[begin Listed records]

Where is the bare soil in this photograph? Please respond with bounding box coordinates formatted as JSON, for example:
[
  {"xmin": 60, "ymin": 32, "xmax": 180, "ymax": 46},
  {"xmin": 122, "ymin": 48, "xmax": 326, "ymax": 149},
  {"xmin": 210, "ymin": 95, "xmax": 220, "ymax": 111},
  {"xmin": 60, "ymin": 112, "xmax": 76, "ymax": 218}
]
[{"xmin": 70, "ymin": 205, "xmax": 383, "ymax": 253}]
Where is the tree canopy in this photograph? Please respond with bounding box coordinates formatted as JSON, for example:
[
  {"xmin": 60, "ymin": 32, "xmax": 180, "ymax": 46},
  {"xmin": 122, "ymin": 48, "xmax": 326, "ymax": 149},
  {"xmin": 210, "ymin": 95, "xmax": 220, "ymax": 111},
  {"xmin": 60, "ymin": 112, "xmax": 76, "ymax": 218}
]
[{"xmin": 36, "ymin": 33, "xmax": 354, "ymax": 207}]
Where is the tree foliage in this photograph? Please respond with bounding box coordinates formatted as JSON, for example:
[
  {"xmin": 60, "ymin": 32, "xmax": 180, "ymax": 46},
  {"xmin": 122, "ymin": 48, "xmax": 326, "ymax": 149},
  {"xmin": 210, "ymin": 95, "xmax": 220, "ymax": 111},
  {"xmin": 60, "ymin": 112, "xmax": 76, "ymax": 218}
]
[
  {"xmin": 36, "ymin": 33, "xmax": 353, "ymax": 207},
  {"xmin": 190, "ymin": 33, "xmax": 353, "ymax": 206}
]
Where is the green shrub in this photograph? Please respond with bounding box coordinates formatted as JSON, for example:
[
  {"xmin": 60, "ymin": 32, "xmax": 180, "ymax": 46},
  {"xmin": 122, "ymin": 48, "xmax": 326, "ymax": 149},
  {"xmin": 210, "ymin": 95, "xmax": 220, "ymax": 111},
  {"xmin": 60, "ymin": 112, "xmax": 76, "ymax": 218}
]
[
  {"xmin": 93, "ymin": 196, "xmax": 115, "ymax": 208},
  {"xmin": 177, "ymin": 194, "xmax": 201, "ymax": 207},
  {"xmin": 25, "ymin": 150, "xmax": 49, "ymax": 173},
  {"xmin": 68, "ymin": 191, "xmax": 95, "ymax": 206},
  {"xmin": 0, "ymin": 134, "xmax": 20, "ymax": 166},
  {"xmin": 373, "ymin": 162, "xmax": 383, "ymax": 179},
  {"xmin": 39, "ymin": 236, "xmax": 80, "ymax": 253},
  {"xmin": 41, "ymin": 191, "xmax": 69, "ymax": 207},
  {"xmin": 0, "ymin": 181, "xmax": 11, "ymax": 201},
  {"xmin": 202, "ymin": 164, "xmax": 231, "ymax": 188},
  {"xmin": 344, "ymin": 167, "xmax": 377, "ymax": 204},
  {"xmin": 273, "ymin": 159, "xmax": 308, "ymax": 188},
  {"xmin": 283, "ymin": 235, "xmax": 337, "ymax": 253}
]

[end Listed records]

Type the material above out again, exactly.

Where is the bare soil in this photograph? Please respond with bounding box coordinates formatted as JSON, for example:
[
  {"xmin": 60, "ymin": 32, "xmax": 180, "ymax": 46},
  {"xmin": 122, "ymin": 48, "xmax": 326, "ymax": 149},
  {"xmin": 210, "ymin": 95, "xmax": 220, "ymax": 111},
  {"xmin": 60, "ymin": 112, "xmax": 76, "ymax": 218}
]
[{"xmin": 70, "ymin": 205, "xmax": 383, "ymax": 253}]
Where is the tree canopy in this photograph? Please respond with bounding box coordinates formatted as JSON, for example:
[
  {"xmin": 60, "ymin": 32, "xmax": 180, "ymax": 46},
  {"xmin": 122, "ymin": 48, "xmax": 326, "ymax": 149},
  {"xmin": 210, "ymin": 95, "xmax": 220, "ymax": 111},
  {"xmin": 60, "ymin": 112, "xmax": 76, "ymax": 218}
]
[{"xmin": 36, "ymin": 33, "xmax": 354, "ymax": 207}]
Where is the tree foliage in this photograph? Please respond with bounding box coordinates formatted as JSON, for example:
[
  {"xmin": 60, "ymin": 32, "xmax": 180, "ymax": 46},
  {"xmin": 122, "ymin": 48, "xmax": 326, "ymax": 149},
  {"xmin": 210, "ymin": 95, "xmax": 220, "ymax": 111},
  {"xmin": 60, "ymin": 112, "xmax": 76, "ymax": 218}
]
[
  {"xmin": 36, "ymin": 33, "xmax": 353, "ymax": 207},
  {"xmin": 190, "ymin": 33, "xmax": 353, "ymax": 206}
]
Where is the green shrub in this photograph? Please respond with bounding box coordinates formatted as JSON, for example:
[
  {"xmin": 60, "ymin": 32, "xmax": 180, "ymax": 46},
  {"xmin": 122, "ymin": 48, "xmax": 326, "ymax": 149},
  {"xmin": 210, "ymin": 95, "xmax": 220, "ymax": 111},
  {"xmin": 60, "ymin": 112, "xmax": 76, "ymax": 218}
]
[
  {"xmin": 93, "ymin": 196, "xmax": 115, "ymax": 208},
  {"xmin": 177, "ymin": 194, "xmax": 201, "ymax": 207},
  {"xmin": 25, "ymin": 150, "xmax": 49, "ymax": 173},
  {"xmin": 68, "ymin": 191, "xmax": 95, "ymax": 206},
  {"xmin": 0, "ymin": 134, "xmax": 20, "ymax": 166},
  {"xmin": 373, "ymin": 162, "xmax": 383, "ymax": 179},
  {"xmin": 39, "ymin": 236, "xmax": 80, "ymax": 253},
  {"xmin": 41, "ymin": 191, "xmax": 69, "ymax": 207},
  {"xmin": 0, "ymin": 181, "xmax": 11, "ymax": 201},
  {"xmin": 202, "ymin": 164, "xmax": 231, "ymax": 188},
  {"xmin": 344, "ymin": 167, "xmax": 377, "ymax": 204},
  {"xmin": 273, "ymin": 159, "xmax": 308, "ymax": 188},
  {"xmin": 283, "ymin": 235, "xmax": 337, "ymax": 253}
]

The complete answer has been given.